Paradoxically, this was both an easy and difficult read. Easy, because it's a page-turner. The 400 odd pages read quickly, were well-paced, completely engrossing, featured good dialogue and has a strong narrative flow as it switched through different first person points of view with each chapter. Told in present tense, there's often a lyricism to the prose. Picoult knows how to tell a story and set up an excruciating ethical dilemma. The difficult part? Well, this deals with a girl, Kate, with life-threatening leukemia--and with her younger sister, Anna, who was a "designer baby" deliberately conceived to save her sister's life when her older brother Jesse wasn't a bone marrow match. It was hard reading about what these children go through.
I remember a real life case where a child was conceived that way for such a purpose. I remember mentally brushing aside the ethical concerns raised. As the mother of that baby said, it wasn't as if her new son wouldn't be loved, and what's one donation from an umbilical cord you won't miss set in the balance with a life? But in this case, the thirteen-year-old Anna doesn't seem to have a life or purpose other than being Kate's savior, has undergone several major medical procedures from early childhood on her sister's behalf without her consultation, and her family takes it for granted she'll stay in her destined role and cheerfully give up a kidney. Then Anna gets a lawyer and sues for medical emancipation. And thus the entire family begins to unravel.

— MATERIAL SHOWN —
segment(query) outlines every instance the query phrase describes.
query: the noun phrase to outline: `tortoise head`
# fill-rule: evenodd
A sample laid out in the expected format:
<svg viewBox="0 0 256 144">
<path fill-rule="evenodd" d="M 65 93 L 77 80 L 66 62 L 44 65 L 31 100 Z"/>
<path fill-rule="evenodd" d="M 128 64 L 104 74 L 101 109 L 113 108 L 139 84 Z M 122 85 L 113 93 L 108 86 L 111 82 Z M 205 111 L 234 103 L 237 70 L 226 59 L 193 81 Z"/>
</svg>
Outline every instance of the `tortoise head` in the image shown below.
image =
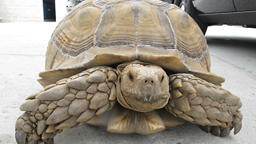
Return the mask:
<svg viewBox="0 0 256 144">
<path fill-rule="evenodd" d="M 122 70 L 118 82 L 118 101 L 126 108 L 148 112 L 168 102 L 168 76 L 159 66 L 129 64 Z"/>
</svg>

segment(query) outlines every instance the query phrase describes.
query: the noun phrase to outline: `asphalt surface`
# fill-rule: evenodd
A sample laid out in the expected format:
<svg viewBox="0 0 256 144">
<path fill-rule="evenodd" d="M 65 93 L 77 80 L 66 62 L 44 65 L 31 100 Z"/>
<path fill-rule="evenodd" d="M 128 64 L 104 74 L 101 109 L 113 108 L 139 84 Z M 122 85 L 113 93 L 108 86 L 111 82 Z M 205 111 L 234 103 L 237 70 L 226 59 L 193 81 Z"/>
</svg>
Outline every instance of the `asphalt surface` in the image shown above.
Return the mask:
<svg viewBox="0 0 256 144">
<path fill-rule="evenodd" d="M 42 90 L 37 82 L 44 70 L 45 51 L 56 22 L 0 23 L 0 144 L 15 143 L 15 121 L 25 98 Z M 211 54 L 211 72 L 226 78 L 222 87 L 242 102 L 242 129 L 218 138 L 194 124 L 141 135 L 119 134 L 104 126 L 82 125 L 54 138 L 67 143 L 254 143 L 256 141 L 256 29 L 210 26 L 206 34 Z"/>
</svg>

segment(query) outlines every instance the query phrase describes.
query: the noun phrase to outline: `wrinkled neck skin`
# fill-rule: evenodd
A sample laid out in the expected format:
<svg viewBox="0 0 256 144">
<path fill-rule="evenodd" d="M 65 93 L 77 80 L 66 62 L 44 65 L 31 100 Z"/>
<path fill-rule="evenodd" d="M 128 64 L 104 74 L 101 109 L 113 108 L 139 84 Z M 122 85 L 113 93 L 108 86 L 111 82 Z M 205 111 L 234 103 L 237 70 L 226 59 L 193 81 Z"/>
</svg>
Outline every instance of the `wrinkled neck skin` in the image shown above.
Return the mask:
<svg viewBox="0 0 256 144">
<path fill-rule="evenodd" d="M 149 112 L 167 104 L 169 78 L 161 66 L 135 61 L 119 65 L 118 70 L 118 101 L 122 106 Z"/>
</svg>

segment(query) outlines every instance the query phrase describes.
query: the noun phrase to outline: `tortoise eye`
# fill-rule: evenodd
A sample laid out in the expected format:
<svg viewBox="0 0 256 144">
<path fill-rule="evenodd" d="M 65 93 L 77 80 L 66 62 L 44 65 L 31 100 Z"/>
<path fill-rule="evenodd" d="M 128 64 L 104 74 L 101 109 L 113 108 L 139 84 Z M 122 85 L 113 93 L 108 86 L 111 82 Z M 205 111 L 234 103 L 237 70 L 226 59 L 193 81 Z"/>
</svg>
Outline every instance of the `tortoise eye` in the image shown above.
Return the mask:
<svg viewBox="0 0 256 144">
<path fill-rule="evenodd" d="M 134 76 L 133 76 L 133 74 L 131 73 L 129 74 L 129 78 L 130 78 L 130 81 L 134 82 Z"/>
</svg>

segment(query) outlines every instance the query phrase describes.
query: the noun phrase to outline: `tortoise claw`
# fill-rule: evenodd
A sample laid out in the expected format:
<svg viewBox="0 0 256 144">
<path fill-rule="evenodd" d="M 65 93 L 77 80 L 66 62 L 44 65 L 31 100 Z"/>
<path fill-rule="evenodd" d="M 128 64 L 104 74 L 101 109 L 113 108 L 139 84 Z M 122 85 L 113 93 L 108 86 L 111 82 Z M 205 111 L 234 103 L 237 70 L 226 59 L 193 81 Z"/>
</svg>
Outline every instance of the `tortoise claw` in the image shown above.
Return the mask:
<svg viewBox="0 0 256 144">
<path fill-rule="evenodd" d="M 220 136 L 221 135 L 221 129 L 219 126 L 214 126 L 212 134 L 215 136 Z"/>
<path fill-rule="evenodd" d="M 26 143 L 26 138 L 27 134 L 25 133 L 22 130 L 18 130 L 15 132 L 15 138 L 18 144 L 25 144 Z"/>
<path fill-rule="evenodd" d="M 241 129 L 242 129 L 242 122 L 235 124 L 234 134 L 237 134 L 238 133 L 239 133 Z"/>
<path fill-rule="evenodd" d="M 202 130 L 206 133 L 211 132 L 213 135 L 218 137 L 226 137 L 230 135 L 230 127 L 221 127 L 218 126 L 202 126 Z"/>
<path fill-rule="evenodd" d="M 209 133 L 209 132 L 210 131 L 210 126 L 208 126 L 208 125 L 206 125 L 206 126 L 201 126 L 201 129 L 202 129 L 203 131 L 206 132 L 206 133 Z"/>
<path fill-rule="evenodd" d="M 230 127 L 225 127 L 221 132 L 220 137 L 226 137 L 230 135 Z"/>
</svg>

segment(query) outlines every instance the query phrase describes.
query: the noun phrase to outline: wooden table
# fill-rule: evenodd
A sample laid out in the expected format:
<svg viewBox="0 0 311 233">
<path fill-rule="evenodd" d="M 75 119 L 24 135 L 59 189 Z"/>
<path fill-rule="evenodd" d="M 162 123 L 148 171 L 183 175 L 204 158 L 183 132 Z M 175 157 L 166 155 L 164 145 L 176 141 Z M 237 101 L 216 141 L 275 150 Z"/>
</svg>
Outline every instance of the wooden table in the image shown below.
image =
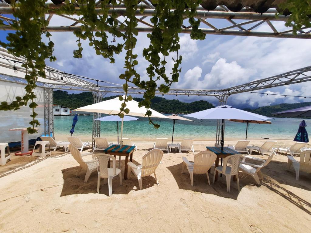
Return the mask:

— BRIEF 1 —
In the review, what does Anna sue for after getting a lawyer?
— BRIEF 2 —
Please copy the review word for word, starting at "I remember a" and ending at "begins to unravel.".

— REPLY 1 —
Medical emancipation.

— REPLY 2 —
I remember a real life case where a child was conceived that way for such a purpose. I remember mentally brushing aside the ethical concerns raised. As the mother of that baby said, it wasn't as if her new son wouldn't be loved, and what's one donation from an umbilical cord you won't miss set in the balance with a life? But in this case, the thirteen-year-old Anna doesn't seem to have a life or purpose other than being Kate's savior, has undergone several major medical procedures from early childhood on her sister's behalf without her consultation, and her family takes it for granted she'll stay in her destined role and cheerfully give up a kidney. Then Anna gets a lawyer and sues for medical emancipation. And thus the entire family begins to unravel.